▸ **Goal**
Can you continue the passage on gender differences in Austrian voting behavior, picking up after its final sentence?

▸ **Extract provided**
※

5. Gender and generation realignment


Since the eighties it has been possible to observe a gender-specific differentiation in Austrian voting behaviour. In the course of the nineties this gender gap widened (Hofinger and Ogris 1996). By the late nineties it was perfectly legitimate to speak of the existence of two gender-specific "party systems" in Austria. Since the seventies, the majority of Western European party systems have seen a remarkable gender-specific differentiation of voting behaviour, which has taken place in three phases (Norris 1999). 1. The phase of traditional voting behaviour, which was characterised by a clear tendency on the part of women to vote for parties committed to denominational or conservative values. 2. The phase of convergence or alignment of the voting behaviour of men and women which led to a clear increase in the attractiveness of the SPÖ to female voters in elections in Austria. 3. The phase of a gender realignment – especially among younger, qualified and self-confident women – in a clear trend towards post-mterialist or libertarian parties.

This gender gap is reinforced by a clear distancing on the part of women from newly formed right-wing populist protest parties, whose polarising issues as well as conflict-oriented affect management aimed at arousing negative emotions is particularly strongly disapproved of by younger women. The widening of the gender gap is caused, firstly, by increased educational and qualification opportunities for the younger generation of women, as well as an active and more self-confident role definition with regard to equal rights in personal relationships and at the workplace, and secondly, by specific issue preferences and general outlooks with women placing special emphasis on humanitarian and liberal development values such as ecological and social considerations. This, however, is also happening against the background of a "sudden increase in political awareness" among younger women, as evidenced by their growing interest in politics, increased involvement and active civic self-confidence (political efficacy), as well as by a much higher level of political knowledge than younger men.

※

▸ **Information shown**
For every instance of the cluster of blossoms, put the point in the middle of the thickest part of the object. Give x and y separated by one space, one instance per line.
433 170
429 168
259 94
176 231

※

▸ **Answer below**
From an international perspective, it is US voting behaviour in particular that provides impressive evidence of a gender gap. This gap is widening with time and manifests itself in Congress and presidential elections in the form of different gender-specific majorities for the Republicans (among men) and Democrats (among women) (Abramson, Aldrich, and Rohde 1999; Clark and Rempel 1997; Miller and Merrill 1996). Studies carried out in Great Britain (Norris 1999) and France (Boy and Nayer 2000) also provide empirical evidence of a gender gap in voting behaviour, while only minor signs of a gender gap could be seen in the 1998 elections to the German Bundestag (Neu and Molitor 1999). In Switzerland it is particularly the right-wing populist SVP that causes a gender-specific polarisation in voting behaviour (Kriesi, Linder, and Klöti 1998). The situation in Austria is different, however, since gender-specific differentiation in voting behaviour has now become a new cleavage.

Table 11. The gender gap in parliamentary elections (1979–1999)

M – W in percent

SPÖ

ÖVP

FPÖ

Greens

LIF

Gender Gap (points)

1979

–1

0

+1

2

1983

–1

–1

+2

–1

5

1986

–1

–5

+5

–1

12

1990

–5

–4

+8

–1

18

1994

–2

–5

+11

–4

–2

24

1995

–5

–3

+11

–1

–1

21

1999

–4

–1

+11

–4

–1

21

Source: FESSEL-GfK, representative post-election polls (1979–1983) and exit polls (1986–1999).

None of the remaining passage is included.